チームでは山見や翁長、MF山田楓喜ら質の高いプレースキッカーに、サイズに恵まれた選手が揃っているものの、今季ここまではセットプレーに直接合わせる形でのゴールは一度もなかった。
その中で「自分の入り方は少し変えないといけないですし、インパクトのところもより緻密にというか、狙った場所に当てられるようにというのは意識していきたい。『自分が点を決めてやるぞ』という迫力をもっと出したい」とここ最近語っていた188cmの長身を誇るターゲットマンは、有言実行の活躍を見せた。
「谷口選手だったり翁長選手だったりが、自分がフリーになるためにスペースを作ってくれたりとか、そういう動きがあったおかげで、自分のところにドンピシャのボールが来て、本当にボールもすごくよかったですし、あのときにあの場所で触れたことが得点に繋がった大きなポイントだなと思います。本当にボールがよかったからこそ、インパクトを意識するだけでゴールを決められたので、本当に周りの選手のおかげだと思っています」
同じ3バックでプレーするDF千田海人が「いつもどんな練習も100%でやることで、こういうふうにいろいろ点と点が結びついてくる」と日頃の取り組みを称えれば、城福浩監督も「日々努力しているのは見ています」と語る“努力の人”は、周囲への気遣いも忘れない人間性も魅力だ。
ミックスゾーンで取材に対応した冒頭には「まずこの場を借りてひとつ言いたいことがあります」と自ら切り出し、「前節自分はケガをしてしまってこの試合にまず出場できるか危うい状態だったにもかかわらず、ヴェルディのメディカルスタッフ含めていろんな人の尽力があったおかげで、自分がこうやって試合に出場することができた。本当に周りの人に感謝したいなと思っています」と、プロフェショナルな仕事を見せたスタッフへの感謝を公の場で示した。

抽出データ:

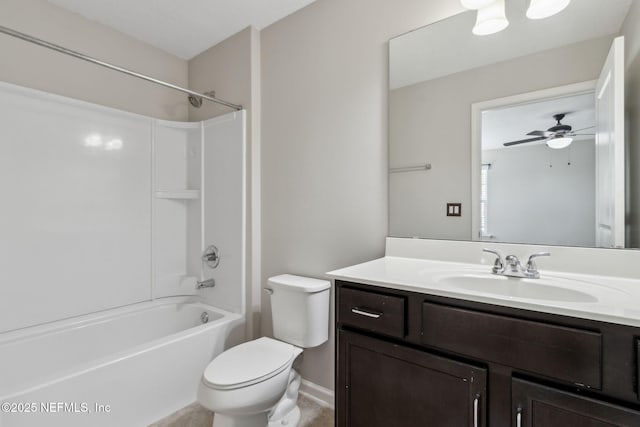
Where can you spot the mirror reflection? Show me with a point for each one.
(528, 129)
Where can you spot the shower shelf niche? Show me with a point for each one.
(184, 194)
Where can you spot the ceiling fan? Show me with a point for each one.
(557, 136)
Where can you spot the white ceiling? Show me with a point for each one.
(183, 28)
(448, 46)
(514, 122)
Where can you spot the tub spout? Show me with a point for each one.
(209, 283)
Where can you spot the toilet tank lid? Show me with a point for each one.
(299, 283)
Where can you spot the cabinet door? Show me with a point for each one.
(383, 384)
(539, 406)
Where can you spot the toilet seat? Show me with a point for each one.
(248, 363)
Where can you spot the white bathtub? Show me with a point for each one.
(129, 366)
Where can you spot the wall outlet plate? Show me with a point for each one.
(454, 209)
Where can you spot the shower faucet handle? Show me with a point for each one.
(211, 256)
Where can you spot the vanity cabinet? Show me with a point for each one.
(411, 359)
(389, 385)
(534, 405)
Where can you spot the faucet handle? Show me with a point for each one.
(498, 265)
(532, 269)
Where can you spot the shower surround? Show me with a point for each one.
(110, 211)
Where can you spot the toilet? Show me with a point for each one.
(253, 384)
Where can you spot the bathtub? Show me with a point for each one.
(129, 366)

--

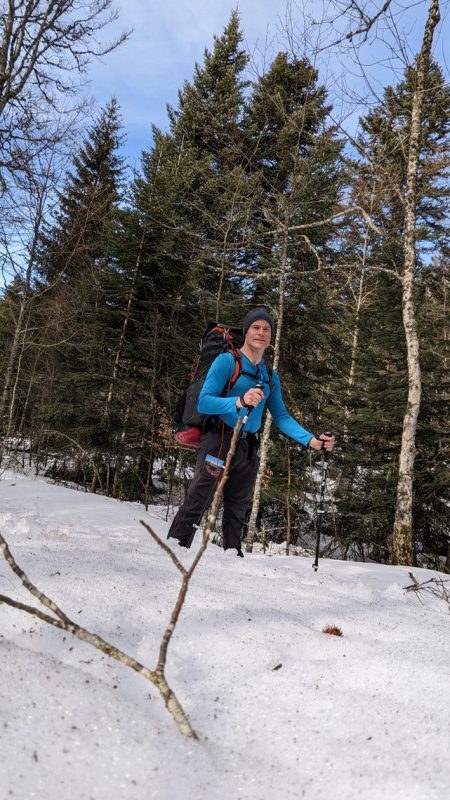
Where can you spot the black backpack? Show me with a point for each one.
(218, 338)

課題のねらい:
ヴェルディの長身ターゲットマンがセットプレーから決めた得点についての引用文を、最後の文の後から書き継ぐこと。 データはここでは使わない。

出力結果:
ここまで試行錯誤の日々が続いた中、ようやく求めたゴールという目に見える結果を残した綱島は「結果を出せたことに関してはすごく自分自身も嬉しく思っていますし、そこを自分がずっと求めてきたというか、そこに対して努力してきたからこそ、得点を奪えたと思っていますし、そこの努力は間違っていなかったと感じています」と、改めてこれまでの歩みの正しさを実感。
ただ、「ちょっと余分なやりすぎなプレーもあった」と指揮官が釘を刺すなど、試合を通しては課題も見受けられた。元々、謙虚な24歳も「得点以外のところに関してはまだまだ伸びしろがある。もっともっと成長できる点がたくさんあるので、そこに次はフォーカスし、得点ももっと伸ばしながら自分がもっと成長できるように取り組んでいきたい」と気を引き締めている。
これでチーム4試合を残して悲願のJ1残留を確定。綱島は「自分たちの手でJ1残留を決めることができたことはすごく嬉しい」とひとつの目標達成を喜びつつも、「自分たちは残留が目的ではなくて、ひとつでも上の順位に行って、本当に狙えるのであればACLを狙えるところまでいきたい」と、個人としてもチームとしてもさらなる高みを目指してシーズン終了まで戦い続ける。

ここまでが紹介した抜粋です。